▶ _Aim of the task_
From the entries below, please output exactly the lines starting at the one containing "like (682, 380)." and ending at the one containing "Target: floral print shirt", both included.

▶ _Data for the task_
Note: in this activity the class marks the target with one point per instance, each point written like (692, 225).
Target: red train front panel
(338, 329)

==

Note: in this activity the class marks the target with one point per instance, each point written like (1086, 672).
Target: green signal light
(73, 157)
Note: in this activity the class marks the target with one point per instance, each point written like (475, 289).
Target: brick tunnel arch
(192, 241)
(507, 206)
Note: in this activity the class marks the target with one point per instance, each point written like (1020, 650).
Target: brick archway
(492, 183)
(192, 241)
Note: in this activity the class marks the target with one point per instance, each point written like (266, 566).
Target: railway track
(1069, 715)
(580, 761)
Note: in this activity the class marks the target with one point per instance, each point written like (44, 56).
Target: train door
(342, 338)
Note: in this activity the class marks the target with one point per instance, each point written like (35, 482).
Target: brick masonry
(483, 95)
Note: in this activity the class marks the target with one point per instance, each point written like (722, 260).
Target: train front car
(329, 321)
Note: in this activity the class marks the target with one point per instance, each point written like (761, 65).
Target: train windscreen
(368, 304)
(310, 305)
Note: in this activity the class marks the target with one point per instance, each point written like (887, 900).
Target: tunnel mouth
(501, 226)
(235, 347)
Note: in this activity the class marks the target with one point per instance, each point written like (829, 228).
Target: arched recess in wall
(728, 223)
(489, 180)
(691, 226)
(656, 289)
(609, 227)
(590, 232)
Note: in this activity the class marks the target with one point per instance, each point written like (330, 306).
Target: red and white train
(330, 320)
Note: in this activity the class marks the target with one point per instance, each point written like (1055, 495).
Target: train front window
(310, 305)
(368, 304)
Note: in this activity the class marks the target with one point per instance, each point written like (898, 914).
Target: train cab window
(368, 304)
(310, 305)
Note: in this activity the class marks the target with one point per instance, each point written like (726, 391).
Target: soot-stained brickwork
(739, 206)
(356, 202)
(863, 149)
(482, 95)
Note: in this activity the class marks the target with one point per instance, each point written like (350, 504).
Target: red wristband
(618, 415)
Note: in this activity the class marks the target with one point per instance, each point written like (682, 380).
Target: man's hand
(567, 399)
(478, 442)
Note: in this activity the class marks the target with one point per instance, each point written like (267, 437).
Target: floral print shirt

▶ _Response_
Note: in this activity the class marks the target with one point per instance, each point written like (682, 380).
Target: man's hand
(567, 399)
(478, 442)
Note: in this activity the class marks the target with one point per instance, each point written like (267, 437).
Target: floral print shirt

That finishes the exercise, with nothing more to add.